-------- Text shown --------
Address
- 2000 Ashbourne Road Elkins Park, Montgomery, Pennsylvania, 19027-1031 United States

District information
- Type: Public
- Motto: Salubritas et Eruditio Where Excellence Begins With Education
- NCES District ID: 4205760

Students and staff
- Students: 4,240
- Teachers: 340
- District mascot: Panthers

Other information
- Website: https://www.cheltenham.org/

= Cheltenham Township School District =

School district in Pennsylvania

The Cheltenham Township School District is a public school district serving Cheltenham Township in Montgomery County, Pennsylvania. The district is one of the 500 public school districts of Pennsylvania. The District encompasses approximately 9 sqmi. According to 2020 federal census data, it serves a resident population of 37,452.
--------
Please continue the Cheltenham Township School District text from where it stops. The data comes from a separate source and is unrelated to this text.
-------- Data --------
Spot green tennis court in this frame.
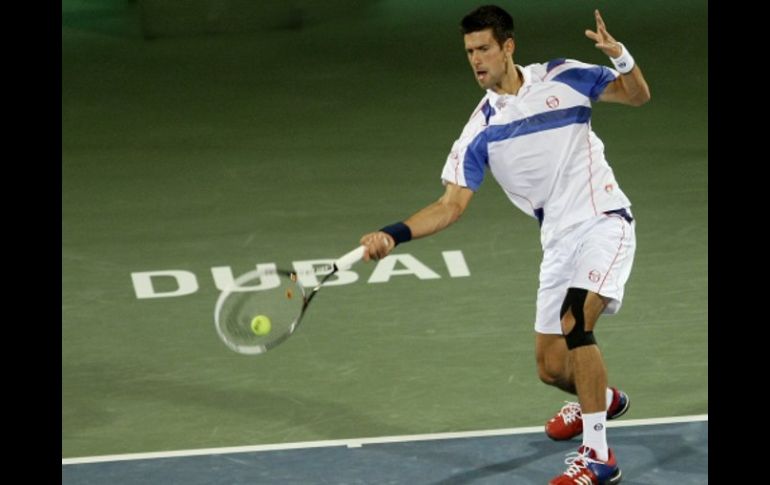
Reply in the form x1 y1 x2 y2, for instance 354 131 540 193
--------
Answer —
The district median family income in 2022 is $129,338, up from $76,792 in 2009.

According to 2017-21 ACS-ED data, the district serves a resident population of 37,331.
The median household income is $96,136 versus a state median income of $67,587, and national median income of $69,021.

== Schools ==
The district operates seven schools.

- Cheltenham Elementary (K-5th) - Serves Cheltenham Village
- Wyncote Elementary (K-5th) - Serves Wyncote, and parts of Elkins Park
- Glenside Elementary (K-5th) - Serves Glenside
- Myers Elementary (K-5th) - Serves Melrose Park and La Mott
- Elkins Park Middle School (5th-6th) - Serves all communities (Closed in 2024)
- Cedarbrook Middle School (7th-8th) - Serves all communities (by 2030 will be a 6th to 8th grade building)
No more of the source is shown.